En première lecture, cette spéculation est choquante, puisqu'elle renverse les rôles: ce n'est pas le monde et son Big-bang originel qui nous fait exister, c'est nous qui inventons le Big-Bang parce que notre logique intellectuelle nous conduit à l'inventer, comme elle nous conduit à inclure dans notre monde imaginaire les différents processus de reproduction de la vie, les lois de la chimie, de la physique et de la biologie. Peut-être qu'un lecteur, avec un peu de bonne volonté et d'imagination réussira, après plusieurs lectures de ce qui précède, à vaincre le vertige métaphysique que peut procurer cette spéculation. Vertige, parce que cette façon de spéculer permet beaucoup d'audaces dans l'explication du monde, et qui sait, peut conduire à de nouvelles hypothèses, à de nouveaux comportements, à de nouvelles logiques.
Tout d'abord, cette spéculation est anthropocentrique, puisque l'univers n'est que la projection de l'esprit humain. La base de cette projection est fruste, il s'agit d'un principe très simple: "imagine ce que tu voudras pourvu que ce que tu imagines soit cohérent avec ce que tu auras déjà imaginé". On conçoit que l'esprit a pu faire un certain nombre de tentatives ayant toutes abouti à un échec, jusqu'à la tentative qui est la notre.
A l'origine, si tant est que l'on puisse employer ce mot, l'esprit est, en dehors du temps et de l'espace, il serait, selon notre vocabulaire, de nulle part et de toute éternité. Un jour -mais qu'est-ce qu'un jour?- l'esprit imagine l'univers à quatre dimensions et quelque chose dedans, sans doute quelque chose du genre reproductible. A partir de là tout s'enchaîne, l'esprit a trouvé une solution viable par elle-même, en dehors de lui, puisque nous avons la perception du monde sans l'appréhender lui. Nous sommes un meta-monde.
L'informatique permet aujourd'hui d'approcher ce que peut être un méta-monde: systèmes générant des réalités virtuelles, ou des cellules virtuelles en interaction,... L'expérience informatique montre que ces systèmes sont capables d'apprentissage et de décisions qui leur sont propres.
Nous en sommes là: abandonnés à nous-mêmes avec ces postulats que ce que nous trouverons au confins de notre univers sera immanquablement cohérent avec le fait que nous ayons cinq doigts à chaque main, que ce que nous découvrirons du passé devra confirmer ce que nous vivons aujourd'hui. Passés et futurs n'existent pas vraiment, dans la mesure où nous pourrions nous inventer tous les passés qui ne remettent pas en cause tous les vestiges et les écrits que nous avons déjà inventés, et dans la mesure où les futurs possibles sont légions.

_Données à analyser_
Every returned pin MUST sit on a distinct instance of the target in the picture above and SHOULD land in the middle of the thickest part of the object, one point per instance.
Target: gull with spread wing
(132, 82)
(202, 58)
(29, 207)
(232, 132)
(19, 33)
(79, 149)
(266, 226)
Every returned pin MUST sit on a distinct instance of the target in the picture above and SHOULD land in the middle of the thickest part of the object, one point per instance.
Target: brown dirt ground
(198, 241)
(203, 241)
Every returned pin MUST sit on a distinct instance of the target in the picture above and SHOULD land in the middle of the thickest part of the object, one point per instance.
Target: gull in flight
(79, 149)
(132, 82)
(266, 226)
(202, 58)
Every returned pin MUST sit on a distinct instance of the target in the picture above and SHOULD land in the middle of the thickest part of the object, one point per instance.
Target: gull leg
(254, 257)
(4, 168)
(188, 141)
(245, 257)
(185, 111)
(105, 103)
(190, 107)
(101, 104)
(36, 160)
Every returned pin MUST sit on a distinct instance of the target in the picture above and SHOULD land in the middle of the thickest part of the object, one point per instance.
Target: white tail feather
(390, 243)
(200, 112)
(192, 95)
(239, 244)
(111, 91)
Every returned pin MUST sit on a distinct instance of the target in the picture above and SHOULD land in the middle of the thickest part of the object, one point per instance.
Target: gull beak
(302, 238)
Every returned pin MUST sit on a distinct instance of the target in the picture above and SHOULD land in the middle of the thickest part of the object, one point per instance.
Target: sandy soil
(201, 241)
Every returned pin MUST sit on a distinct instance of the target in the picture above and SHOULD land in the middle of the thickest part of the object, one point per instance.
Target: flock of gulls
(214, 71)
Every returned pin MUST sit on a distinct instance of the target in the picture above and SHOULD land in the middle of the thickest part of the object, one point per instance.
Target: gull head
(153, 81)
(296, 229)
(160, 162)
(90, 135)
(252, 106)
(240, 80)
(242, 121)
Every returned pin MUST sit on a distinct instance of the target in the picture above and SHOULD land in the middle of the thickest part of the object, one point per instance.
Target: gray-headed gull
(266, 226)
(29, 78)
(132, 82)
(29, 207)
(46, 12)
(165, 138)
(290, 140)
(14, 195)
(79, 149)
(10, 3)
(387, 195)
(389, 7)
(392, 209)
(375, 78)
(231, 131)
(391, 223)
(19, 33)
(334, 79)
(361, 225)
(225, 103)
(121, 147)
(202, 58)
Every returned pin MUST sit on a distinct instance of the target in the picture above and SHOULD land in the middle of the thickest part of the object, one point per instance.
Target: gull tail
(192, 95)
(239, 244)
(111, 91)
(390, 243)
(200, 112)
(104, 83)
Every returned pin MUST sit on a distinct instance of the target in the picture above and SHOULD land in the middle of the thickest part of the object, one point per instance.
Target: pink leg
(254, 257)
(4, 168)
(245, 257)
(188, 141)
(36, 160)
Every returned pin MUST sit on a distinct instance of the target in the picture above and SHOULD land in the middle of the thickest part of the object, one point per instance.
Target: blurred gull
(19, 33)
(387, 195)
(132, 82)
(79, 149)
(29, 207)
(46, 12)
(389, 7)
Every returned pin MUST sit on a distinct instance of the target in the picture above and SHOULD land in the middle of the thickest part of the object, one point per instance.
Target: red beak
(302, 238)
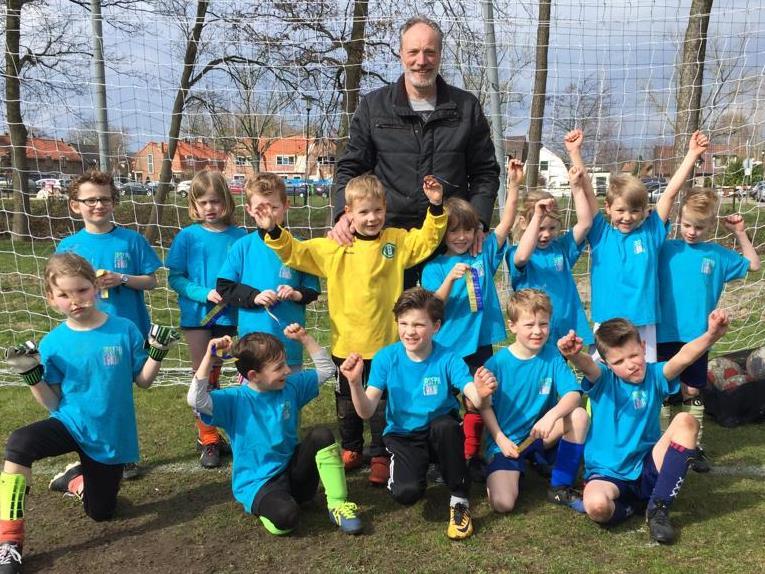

_Tâche à réaliser 1_
D'après le passage affiché, que l'informatique permet-elle aujourd'hui d'approcher ?
_Tâche à réaliser 2_
Dans le passage affiché, transcrivez le texte en commençant aux mots « L'informatique permet aujourd'hui » et arrêtez-vous après « possibles sont légions. ».
Ces données proviennent d'une autre source.

_Résultat obtenu 1_
Ce que peut être un méta-monde.

_Résultat obtenu 2_
L'informatique permet aujourd'hui d'approcher ce que peut être un méta-monde: systèmes générant des réalités virtuelles, ou des cellules virtuelles en interaction,... L'expérience informatique montre que ces systèmes sont capables d'apprentissage et de décisions qui leur sont propres.
Nous en sommes là: abandonnés à nous-mêmes avec ces postulats que ce que nous trouverons au confins de notre univers sera immanquablement cohérent avec le fait que nous ayons cinq doigts à chaque main, que ce que nous découvrirons du passé devra confirmer ce que nous vivons aujourd'hui. Passés et futurs n'existent pas vraiment, dans la mesure où nous pourrions nous inventer tous les passés qui ne remettent pas en cause tous les vestiges et les écrits que nous avons déjà inventés, et dans la mesure où les futurs possibles sont légions.